*** DATA FOR THE TASK ***

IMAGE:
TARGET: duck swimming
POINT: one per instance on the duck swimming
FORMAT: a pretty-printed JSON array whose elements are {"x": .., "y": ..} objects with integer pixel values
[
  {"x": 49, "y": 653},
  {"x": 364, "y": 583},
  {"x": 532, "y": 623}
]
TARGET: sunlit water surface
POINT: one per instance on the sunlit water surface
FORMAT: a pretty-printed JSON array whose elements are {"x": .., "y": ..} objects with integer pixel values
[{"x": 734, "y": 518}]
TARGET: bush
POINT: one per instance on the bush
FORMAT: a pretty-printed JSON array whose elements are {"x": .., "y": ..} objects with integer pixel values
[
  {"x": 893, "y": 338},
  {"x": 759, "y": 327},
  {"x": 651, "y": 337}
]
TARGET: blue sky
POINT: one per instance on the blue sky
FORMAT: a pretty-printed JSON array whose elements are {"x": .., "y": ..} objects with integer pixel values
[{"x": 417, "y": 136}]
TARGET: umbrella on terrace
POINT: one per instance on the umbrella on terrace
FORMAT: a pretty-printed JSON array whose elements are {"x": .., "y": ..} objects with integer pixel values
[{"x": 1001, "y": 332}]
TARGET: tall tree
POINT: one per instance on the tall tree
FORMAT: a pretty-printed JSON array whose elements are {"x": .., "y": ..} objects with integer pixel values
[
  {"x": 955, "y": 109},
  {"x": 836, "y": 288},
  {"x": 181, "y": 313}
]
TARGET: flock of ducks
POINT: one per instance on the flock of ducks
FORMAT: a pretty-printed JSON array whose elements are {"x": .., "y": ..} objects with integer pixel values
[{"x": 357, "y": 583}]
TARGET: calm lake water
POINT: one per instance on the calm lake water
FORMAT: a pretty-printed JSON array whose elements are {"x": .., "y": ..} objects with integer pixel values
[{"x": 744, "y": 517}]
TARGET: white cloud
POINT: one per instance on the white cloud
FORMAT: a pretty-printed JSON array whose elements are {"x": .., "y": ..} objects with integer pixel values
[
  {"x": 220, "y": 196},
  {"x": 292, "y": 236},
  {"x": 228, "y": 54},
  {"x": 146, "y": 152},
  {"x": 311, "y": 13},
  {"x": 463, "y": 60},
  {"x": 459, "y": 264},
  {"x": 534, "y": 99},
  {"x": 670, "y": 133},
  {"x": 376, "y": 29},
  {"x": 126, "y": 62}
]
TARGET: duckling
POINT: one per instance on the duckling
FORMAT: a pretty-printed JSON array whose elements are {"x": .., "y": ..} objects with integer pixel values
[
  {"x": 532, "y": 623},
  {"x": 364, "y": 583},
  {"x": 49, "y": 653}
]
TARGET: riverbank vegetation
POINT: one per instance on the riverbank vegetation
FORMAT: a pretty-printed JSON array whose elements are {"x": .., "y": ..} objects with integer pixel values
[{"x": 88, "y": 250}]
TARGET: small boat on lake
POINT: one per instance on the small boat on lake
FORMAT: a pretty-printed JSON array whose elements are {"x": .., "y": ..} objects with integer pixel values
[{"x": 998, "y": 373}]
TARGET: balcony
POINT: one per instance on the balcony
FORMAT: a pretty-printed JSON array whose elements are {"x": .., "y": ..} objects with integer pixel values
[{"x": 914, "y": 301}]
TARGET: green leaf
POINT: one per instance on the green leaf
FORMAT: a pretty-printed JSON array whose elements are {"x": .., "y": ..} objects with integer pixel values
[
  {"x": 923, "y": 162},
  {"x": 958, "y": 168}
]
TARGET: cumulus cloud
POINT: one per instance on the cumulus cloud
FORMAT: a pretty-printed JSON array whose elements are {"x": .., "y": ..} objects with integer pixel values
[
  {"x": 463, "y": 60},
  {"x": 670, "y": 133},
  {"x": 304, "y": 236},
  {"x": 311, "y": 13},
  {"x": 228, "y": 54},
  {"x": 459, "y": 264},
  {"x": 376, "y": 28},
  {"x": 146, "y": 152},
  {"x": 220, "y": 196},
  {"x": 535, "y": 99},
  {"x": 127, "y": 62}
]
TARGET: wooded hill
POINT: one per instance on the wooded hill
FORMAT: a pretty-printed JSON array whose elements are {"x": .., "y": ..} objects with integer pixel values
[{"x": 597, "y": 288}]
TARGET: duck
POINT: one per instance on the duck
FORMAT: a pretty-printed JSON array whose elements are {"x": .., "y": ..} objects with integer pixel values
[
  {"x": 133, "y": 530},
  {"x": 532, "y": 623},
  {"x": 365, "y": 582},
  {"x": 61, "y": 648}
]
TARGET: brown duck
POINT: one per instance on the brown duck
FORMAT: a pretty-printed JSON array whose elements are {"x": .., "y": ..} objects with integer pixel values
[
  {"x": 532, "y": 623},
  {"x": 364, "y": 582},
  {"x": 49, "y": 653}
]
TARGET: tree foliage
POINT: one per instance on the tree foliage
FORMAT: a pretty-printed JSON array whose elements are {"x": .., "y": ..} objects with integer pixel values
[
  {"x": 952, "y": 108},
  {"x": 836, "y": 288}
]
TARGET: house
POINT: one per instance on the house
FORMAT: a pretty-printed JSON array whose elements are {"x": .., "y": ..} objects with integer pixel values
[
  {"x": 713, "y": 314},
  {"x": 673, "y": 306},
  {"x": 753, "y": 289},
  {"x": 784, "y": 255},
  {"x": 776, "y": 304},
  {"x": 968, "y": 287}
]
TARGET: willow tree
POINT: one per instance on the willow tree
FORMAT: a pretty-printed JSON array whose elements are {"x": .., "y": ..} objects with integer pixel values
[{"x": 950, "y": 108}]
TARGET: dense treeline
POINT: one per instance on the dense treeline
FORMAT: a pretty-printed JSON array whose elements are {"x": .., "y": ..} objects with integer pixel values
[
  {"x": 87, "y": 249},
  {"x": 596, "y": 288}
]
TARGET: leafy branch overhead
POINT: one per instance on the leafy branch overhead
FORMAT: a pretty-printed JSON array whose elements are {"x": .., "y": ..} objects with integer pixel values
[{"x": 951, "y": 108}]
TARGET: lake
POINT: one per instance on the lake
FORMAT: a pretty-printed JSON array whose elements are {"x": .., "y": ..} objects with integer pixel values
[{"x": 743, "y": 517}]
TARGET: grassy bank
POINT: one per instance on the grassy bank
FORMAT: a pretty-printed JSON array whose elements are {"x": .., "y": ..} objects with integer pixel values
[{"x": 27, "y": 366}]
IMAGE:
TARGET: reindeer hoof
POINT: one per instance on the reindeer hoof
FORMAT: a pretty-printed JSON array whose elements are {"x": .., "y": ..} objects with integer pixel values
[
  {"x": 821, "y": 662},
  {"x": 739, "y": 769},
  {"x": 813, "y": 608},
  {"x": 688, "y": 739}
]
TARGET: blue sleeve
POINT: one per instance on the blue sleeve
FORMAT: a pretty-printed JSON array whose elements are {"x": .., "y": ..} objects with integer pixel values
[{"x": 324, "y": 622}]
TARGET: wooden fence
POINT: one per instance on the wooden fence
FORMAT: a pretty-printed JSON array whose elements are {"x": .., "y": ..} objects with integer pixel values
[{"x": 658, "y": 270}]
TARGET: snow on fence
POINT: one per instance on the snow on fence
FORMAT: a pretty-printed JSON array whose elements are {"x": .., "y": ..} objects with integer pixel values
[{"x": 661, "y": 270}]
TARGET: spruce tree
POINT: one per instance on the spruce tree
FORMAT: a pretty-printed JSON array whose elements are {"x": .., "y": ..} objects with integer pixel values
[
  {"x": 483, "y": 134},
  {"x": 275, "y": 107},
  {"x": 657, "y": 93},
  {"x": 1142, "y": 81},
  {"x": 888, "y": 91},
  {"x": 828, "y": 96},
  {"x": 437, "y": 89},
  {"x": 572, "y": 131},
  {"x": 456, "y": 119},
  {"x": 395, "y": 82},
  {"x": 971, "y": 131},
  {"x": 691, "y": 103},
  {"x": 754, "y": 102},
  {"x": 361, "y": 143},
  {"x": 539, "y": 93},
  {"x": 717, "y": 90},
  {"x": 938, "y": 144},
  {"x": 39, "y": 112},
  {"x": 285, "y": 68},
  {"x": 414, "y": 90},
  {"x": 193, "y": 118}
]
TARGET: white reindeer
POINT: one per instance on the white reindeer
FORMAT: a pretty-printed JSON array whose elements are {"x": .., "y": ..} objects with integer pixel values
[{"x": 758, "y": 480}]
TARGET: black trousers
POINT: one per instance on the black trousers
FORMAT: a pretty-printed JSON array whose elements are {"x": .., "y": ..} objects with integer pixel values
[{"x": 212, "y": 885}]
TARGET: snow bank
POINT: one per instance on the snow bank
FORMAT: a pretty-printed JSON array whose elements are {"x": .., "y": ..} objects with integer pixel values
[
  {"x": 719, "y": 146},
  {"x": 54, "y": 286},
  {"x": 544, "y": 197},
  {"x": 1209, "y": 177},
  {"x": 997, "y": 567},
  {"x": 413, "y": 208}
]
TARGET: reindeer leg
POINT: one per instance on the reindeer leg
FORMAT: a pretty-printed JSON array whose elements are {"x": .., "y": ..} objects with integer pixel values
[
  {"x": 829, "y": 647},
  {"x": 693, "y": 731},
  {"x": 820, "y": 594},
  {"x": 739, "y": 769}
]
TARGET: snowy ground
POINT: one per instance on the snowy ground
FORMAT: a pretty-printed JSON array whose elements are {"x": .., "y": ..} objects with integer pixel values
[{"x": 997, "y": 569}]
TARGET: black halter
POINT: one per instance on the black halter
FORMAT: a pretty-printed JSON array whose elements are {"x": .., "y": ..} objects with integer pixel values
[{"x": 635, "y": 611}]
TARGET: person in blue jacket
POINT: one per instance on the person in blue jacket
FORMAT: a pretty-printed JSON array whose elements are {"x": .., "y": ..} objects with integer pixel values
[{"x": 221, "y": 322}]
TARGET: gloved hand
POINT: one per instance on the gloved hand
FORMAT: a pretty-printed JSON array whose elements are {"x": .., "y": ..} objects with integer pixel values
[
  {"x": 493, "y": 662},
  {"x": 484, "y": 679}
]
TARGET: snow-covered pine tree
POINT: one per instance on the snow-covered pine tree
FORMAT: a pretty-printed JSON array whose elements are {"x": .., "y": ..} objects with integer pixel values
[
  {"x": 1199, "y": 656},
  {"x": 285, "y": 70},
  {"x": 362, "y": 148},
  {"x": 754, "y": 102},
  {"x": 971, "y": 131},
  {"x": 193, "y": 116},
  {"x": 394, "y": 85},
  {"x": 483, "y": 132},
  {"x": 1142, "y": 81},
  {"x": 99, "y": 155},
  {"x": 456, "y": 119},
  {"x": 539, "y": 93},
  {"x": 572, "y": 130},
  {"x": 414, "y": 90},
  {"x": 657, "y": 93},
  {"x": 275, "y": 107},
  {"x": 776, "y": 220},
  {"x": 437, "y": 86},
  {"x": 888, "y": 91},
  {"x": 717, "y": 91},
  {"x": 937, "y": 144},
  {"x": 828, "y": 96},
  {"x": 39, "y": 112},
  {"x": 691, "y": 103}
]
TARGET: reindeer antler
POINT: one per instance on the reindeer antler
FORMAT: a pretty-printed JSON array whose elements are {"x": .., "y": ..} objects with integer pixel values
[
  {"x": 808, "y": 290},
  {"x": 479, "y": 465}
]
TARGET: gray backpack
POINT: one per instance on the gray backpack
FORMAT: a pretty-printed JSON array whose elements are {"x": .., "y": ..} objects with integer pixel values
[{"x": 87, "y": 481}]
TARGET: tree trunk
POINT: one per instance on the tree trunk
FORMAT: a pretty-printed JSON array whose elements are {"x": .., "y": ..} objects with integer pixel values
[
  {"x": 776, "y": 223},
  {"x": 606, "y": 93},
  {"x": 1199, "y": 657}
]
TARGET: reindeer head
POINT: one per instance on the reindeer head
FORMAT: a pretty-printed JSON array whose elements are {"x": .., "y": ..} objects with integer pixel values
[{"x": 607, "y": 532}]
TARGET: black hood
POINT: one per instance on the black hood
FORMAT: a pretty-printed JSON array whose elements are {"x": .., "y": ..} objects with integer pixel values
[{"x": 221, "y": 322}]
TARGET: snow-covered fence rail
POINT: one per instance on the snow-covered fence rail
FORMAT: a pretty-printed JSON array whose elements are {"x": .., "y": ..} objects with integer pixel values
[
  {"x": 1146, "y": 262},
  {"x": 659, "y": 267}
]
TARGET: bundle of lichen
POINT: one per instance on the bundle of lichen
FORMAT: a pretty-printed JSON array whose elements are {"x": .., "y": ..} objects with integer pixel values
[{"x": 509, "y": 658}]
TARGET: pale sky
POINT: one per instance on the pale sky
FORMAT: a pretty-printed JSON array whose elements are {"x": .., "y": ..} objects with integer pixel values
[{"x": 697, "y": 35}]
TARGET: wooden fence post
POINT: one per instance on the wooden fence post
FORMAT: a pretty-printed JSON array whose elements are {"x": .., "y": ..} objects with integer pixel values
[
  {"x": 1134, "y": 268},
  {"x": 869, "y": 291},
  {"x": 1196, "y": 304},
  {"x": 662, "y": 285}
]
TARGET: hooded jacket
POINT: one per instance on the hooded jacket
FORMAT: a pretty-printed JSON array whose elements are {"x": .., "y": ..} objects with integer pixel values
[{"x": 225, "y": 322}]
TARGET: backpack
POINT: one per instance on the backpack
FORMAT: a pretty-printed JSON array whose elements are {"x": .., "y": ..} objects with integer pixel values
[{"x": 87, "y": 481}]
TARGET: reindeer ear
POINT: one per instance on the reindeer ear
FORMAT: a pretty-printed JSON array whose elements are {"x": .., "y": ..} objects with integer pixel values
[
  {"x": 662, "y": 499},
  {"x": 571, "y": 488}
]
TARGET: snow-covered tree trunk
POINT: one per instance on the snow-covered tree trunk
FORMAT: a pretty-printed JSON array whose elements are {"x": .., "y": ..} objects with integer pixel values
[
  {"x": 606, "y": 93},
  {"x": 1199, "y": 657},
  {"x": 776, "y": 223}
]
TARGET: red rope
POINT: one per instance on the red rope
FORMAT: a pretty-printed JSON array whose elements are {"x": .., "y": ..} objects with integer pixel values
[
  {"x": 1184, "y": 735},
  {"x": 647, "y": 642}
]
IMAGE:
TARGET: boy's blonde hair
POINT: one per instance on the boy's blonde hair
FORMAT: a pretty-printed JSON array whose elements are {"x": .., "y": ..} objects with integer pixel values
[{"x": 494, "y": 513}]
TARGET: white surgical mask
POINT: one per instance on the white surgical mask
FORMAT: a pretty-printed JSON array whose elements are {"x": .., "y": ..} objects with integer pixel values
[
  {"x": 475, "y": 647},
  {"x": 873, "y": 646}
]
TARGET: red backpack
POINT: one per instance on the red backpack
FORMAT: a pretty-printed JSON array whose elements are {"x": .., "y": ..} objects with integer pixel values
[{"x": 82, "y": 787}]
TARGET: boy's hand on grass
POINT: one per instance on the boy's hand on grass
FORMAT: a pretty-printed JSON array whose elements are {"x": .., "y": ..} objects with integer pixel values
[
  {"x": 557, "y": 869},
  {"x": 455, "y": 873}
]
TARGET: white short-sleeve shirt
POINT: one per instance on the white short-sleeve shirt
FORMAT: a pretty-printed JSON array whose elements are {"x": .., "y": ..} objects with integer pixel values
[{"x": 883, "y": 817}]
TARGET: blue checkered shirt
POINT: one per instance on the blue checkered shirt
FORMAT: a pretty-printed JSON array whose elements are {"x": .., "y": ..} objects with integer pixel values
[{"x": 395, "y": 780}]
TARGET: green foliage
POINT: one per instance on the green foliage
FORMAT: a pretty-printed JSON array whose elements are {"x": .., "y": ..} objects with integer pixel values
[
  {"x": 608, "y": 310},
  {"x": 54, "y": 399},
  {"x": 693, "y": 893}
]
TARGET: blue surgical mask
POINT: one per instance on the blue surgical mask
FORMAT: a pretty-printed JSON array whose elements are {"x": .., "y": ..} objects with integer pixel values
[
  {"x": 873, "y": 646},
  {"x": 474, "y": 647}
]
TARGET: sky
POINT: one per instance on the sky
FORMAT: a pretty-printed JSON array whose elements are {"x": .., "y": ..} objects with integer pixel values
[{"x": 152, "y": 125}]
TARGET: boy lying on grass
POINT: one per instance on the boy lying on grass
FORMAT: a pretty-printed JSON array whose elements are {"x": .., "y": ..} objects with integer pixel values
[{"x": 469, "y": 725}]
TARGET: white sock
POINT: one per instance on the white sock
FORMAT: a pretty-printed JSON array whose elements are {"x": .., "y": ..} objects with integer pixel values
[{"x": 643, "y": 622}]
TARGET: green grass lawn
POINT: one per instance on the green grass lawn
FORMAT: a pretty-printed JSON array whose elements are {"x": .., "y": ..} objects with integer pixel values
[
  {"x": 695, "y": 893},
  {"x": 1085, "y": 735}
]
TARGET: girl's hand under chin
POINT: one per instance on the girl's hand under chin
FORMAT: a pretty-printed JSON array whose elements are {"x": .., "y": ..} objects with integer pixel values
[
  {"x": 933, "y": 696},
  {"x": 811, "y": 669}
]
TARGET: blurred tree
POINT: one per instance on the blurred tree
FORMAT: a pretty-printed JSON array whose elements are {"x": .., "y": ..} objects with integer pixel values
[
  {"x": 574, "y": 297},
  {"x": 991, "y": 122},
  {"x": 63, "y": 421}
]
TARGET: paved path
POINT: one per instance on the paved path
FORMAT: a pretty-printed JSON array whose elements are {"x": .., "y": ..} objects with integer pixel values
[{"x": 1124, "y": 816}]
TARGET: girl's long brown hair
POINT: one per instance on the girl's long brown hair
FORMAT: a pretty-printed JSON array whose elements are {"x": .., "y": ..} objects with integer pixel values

***

- **EXERCISE**
Starting with the line that contains "TARGET: green foliage", print each line through the last one in the listing. Include both end lines and add nothing.

- **SOLUTION**
TARGET: green foliage
POINT: one per instance on the green foliage
FORMAT: a pretty-printed JSON array whose elements are {"x": .., "y": ..} objects with integer pixel values
[
  {"x": 608, "y": 310},
  {"x": 54, "y": 399},
  {"x": 693, "y": 893}
]
TARGET: blue surgical mask
POINT: one per instance on the blue surgical mask
FORMAT: a pretty-printed JSON array whose elements are {"x": .., "y": ..} objects with integer pixel values
[
  {"x": 873, "y": 646},
  {"x": 474, "y": 647}
]
TARGET: sky
POINT: one per instance on the sky
FORMAT: a pretty-printed JSON array whose elements are {"x": .., "y": ..} objects with integer pixel values
[{"x": 152, "y": 125}]
TARGET: boy lying on grass
POINT: one per instance on the boy lying on grass
FORMAT: a pretty-printed JSON array whose elements are {"x": .., "y": ..} objects with integer pixel values
[{"x": 469, "y": 725}]
TARGET: white sock
POINT: one per instance on the white sock
FORMAT: a pretty-printed JSON array whose elements are {"x": .., "y": ..} objects with integer pixel values
[{"x": 643, "y": 622}]
TARGET: green grass lawn
POINT: one per instance on the green grass lawn
FORMAT: a pretty-printed JSON array whose elements are {"x": .., "y": ..} objects with integer pixel values
[
  {"x": 695, "y": 893},
  {"x": 1085, "y": 735}
]
TARGET: girl's hand under chin
POINT: one per instance on the girl's hand under chin
FORMAT: a pretty-printed JSON array whose elements are {"x": .., "y": ..} objects with integer pixel values
[
  {"x": 933, "y": 696},
  {"x": 811, "y": 669}
]
TARGET: blurred tree
POINT: one per instance on the blurred tree
FORMAT: a pretty-printed JSON array whose elements are {"x": .., "y": ..} objects with integer pixel values
[
  {"x": 574, "y": 297},
  {"x": 991, "y": 122},
  {"x": 63, "y": 421}
]
TARGET: paved path
POINT: one per instance on the paved path
FORMAT: a pretty-printed JSON array whose elements are {"x": .., "y": ..} objects with integer pixel values
[{"x": 1124, "y": 816}]
TARGET: girl's long brown hair
POINT: one per instance on the girl's long brown hair
FORMAT: a pretty-printed JSON array whose elements are {"x": .., "y": ..} objects with integer pixel values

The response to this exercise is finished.